WORK TASK: Search the data for the string "light" and extract every line where it appears.

[Source records]

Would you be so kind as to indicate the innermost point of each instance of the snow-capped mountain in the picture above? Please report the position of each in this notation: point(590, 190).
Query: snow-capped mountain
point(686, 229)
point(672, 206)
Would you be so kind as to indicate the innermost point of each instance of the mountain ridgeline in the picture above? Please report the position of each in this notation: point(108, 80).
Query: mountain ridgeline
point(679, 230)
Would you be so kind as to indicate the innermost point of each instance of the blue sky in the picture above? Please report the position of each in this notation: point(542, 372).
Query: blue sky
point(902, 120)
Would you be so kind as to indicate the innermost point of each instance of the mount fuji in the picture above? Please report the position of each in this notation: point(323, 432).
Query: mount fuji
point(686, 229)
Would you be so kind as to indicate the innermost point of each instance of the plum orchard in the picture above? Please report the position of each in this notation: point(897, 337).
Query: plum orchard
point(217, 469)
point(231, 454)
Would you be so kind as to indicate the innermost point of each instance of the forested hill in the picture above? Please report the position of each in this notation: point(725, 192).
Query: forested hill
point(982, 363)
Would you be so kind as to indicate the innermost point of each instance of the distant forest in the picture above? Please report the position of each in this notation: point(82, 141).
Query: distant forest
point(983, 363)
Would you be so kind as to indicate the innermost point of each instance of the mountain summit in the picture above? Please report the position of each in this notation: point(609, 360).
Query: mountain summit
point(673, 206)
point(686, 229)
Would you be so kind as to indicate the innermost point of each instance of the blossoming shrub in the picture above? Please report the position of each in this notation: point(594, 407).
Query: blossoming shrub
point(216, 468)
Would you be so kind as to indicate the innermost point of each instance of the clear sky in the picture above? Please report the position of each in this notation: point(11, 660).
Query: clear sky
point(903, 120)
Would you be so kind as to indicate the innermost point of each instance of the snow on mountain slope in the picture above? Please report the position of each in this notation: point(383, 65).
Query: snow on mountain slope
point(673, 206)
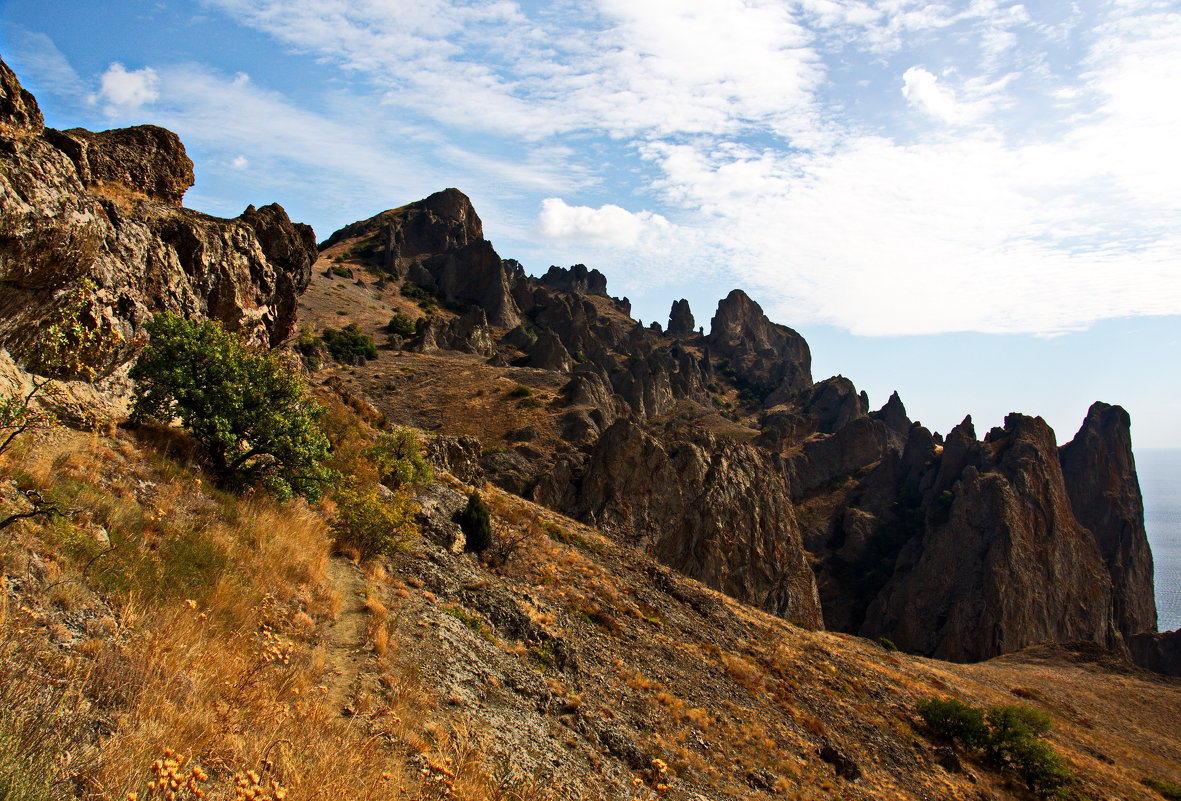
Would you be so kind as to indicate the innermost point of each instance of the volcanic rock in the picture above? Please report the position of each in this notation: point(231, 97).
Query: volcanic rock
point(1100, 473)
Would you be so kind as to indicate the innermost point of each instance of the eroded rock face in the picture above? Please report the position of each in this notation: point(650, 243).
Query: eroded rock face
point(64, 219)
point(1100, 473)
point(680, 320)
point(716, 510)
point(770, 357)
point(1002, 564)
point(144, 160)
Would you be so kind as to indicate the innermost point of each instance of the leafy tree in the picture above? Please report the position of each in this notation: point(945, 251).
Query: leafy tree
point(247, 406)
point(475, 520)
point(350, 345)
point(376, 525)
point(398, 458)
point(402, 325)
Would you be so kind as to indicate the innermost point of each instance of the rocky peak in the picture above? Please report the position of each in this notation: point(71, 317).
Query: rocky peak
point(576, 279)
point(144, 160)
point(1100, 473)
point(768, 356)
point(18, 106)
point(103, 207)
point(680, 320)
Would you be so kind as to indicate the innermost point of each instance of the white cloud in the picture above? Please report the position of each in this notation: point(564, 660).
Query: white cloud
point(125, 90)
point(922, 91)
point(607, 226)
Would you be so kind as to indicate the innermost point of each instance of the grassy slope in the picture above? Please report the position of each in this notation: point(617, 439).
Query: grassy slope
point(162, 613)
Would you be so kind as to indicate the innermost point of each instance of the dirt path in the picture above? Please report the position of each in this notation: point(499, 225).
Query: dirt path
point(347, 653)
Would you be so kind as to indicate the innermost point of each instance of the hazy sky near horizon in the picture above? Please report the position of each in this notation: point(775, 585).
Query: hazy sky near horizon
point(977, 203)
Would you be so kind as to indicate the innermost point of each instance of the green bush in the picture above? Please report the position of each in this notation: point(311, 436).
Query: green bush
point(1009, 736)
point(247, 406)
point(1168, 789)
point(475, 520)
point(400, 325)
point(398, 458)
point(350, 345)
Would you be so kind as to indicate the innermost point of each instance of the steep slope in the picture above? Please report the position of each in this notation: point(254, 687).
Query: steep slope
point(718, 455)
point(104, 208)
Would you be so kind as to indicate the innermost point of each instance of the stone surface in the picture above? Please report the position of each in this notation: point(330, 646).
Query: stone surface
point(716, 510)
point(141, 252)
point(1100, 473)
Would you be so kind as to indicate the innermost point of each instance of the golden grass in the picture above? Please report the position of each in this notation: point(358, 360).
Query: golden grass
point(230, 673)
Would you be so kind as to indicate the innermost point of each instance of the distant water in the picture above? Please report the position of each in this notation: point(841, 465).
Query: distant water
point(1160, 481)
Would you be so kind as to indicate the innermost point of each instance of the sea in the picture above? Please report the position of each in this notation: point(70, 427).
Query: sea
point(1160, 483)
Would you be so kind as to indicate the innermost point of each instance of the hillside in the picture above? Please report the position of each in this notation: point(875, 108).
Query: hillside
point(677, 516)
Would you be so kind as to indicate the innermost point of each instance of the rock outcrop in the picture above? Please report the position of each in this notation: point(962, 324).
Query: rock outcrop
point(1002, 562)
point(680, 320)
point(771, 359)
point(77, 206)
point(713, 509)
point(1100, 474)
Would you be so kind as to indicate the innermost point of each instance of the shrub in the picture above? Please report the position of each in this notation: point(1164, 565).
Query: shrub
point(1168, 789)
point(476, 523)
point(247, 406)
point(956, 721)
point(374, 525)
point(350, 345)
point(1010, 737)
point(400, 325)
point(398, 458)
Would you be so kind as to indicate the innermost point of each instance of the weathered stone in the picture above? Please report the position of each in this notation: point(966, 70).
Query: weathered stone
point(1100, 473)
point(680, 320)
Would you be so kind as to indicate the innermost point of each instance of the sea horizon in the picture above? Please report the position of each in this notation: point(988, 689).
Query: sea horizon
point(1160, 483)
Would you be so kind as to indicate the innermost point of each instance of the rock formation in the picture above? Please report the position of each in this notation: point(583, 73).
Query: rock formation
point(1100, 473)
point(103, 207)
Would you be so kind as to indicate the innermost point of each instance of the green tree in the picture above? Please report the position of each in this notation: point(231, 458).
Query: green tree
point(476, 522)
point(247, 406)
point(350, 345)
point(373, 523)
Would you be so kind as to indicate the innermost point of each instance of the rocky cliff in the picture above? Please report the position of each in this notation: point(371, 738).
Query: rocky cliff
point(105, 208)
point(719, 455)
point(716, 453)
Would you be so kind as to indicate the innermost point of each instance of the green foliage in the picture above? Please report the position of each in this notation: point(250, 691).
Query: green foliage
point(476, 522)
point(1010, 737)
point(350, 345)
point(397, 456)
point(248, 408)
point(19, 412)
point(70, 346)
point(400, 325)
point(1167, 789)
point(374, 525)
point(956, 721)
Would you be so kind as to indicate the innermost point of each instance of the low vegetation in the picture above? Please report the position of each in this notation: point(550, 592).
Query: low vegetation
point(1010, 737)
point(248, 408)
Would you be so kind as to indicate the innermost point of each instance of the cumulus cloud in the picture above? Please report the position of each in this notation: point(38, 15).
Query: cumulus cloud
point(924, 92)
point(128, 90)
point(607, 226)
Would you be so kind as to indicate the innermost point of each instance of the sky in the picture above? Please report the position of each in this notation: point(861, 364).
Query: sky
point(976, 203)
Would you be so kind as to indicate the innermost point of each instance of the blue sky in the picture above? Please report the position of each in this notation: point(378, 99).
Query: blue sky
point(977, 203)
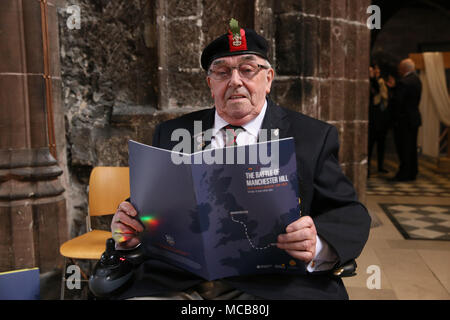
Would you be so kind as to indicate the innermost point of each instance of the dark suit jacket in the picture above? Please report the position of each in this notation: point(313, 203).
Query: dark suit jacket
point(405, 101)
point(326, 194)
* * *
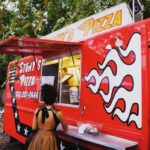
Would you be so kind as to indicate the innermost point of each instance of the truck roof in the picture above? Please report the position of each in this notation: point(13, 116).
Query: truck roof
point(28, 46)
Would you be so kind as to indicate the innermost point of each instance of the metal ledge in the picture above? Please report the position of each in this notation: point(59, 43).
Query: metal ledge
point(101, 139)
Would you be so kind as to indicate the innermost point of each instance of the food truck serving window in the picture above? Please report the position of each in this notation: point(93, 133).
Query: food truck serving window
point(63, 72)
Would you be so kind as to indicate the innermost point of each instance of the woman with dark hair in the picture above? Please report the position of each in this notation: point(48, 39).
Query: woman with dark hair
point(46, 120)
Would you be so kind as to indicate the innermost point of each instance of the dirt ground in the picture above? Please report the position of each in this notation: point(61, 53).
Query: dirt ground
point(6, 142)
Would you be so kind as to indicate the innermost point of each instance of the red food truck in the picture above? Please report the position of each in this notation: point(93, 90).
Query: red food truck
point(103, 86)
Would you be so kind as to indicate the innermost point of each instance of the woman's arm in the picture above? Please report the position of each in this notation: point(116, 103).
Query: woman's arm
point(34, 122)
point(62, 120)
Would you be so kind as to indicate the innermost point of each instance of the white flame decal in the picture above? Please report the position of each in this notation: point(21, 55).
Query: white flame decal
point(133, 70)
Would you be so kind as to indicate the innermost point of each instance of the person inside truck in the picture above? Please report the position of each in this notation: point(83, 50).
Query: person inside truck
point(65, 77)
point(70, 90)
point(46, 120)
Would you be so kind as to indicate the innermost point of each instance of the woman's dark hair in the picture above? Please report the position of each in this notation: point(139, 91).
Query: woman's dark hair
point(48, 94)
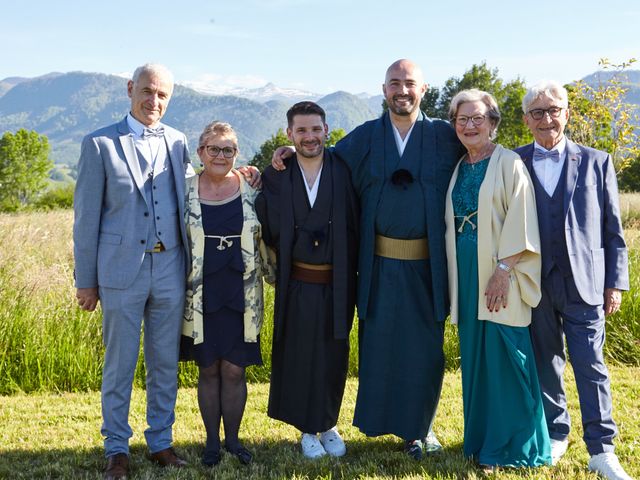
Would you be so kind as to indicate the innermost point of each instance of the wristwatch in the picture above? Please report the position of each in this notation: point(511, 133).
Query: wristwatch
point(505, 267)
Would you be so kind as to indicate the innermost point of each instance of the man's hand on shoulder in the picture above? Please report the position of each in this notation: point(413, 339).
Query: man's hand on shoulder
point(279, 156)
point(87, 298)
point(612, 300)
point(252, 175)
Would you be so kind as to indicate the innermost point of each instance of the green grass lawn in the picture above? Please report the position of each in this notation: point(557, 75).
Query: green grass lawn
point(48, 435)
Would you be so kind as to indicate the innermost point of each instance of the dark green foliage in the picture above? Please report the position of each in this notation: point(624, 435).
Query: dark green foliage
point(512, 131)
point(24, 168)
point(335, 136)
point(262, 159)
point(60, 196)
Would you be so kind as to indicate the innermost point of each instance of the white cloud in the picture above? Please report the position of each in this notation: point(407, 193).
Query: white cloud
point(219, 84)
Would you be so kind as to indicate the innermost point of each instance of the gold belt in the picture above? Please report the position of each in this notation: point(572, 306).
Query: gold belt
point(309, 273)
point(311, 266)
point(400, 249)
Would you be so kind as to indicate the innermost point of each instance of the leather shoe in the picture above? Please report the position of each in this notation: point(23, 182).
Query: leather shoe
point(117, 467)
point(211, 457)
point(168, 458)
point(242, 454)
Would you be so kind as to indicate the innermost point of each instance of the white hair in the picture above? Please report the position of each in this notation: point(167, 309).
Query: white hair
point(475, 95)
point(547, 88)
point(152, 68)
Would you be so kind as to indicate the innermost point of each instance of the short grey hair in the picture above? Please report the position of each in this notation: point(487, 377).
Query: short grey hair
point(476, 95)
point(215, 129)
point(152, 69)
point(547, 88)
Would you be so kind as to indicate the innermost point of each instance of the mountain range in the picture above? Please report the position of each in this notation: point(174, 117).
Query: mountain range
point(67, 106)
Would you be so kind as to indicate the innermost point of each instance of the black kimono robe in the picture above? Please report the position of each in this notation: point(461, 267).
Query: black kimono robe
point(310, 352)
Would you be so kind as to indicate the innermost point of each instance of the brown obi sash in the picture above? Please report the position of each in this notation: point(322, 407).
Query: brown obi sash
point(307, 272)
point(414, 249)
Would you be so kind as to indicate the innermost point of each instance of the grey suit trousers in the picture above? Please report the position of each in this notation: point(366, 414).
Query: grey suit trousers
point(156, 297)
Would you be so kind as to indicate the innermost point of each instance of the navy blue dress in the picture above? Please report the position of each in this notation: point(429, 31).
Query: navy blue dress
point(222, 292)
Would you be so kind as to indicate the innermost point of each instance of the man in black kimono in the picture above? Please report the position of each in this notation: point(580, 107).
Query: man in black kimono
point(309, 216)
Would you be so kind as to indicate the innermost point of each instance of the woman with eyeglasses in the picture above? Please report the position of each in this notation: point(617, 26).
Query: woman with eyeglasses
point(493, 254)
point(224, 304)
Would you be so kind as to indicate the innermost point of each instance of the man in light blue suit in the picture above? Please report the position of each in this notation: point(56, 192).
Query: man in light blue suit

ANSWER BELOW:
Would you be so kind as to indicate the innermost point of each instance of the man in light blue suit in the picture above? Please report the position of each in this notation: point(56, 192).
Query: man in light blue suit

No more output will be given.